> **Aim of the task**: Retype the lines below word for word, leaving out the pictures.
-- BEGIN Dataset excerpts --
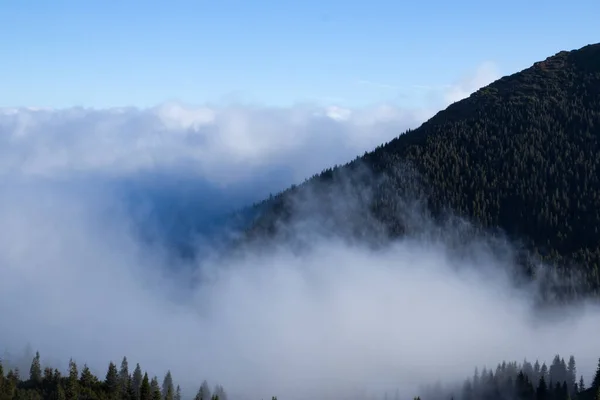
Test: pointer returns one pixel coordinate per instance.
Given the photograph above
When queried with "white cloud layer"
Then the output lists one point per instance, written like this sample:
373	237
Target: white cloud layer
-- END Dataset excerpts --
> **Answer**:
Test: pointer returns one pixel coordinate per instance.
Given the photograph above
When queried with "white cloud layer"
Then the output lists one point per instance, written like this sample:
373	237
Target: white cloud layer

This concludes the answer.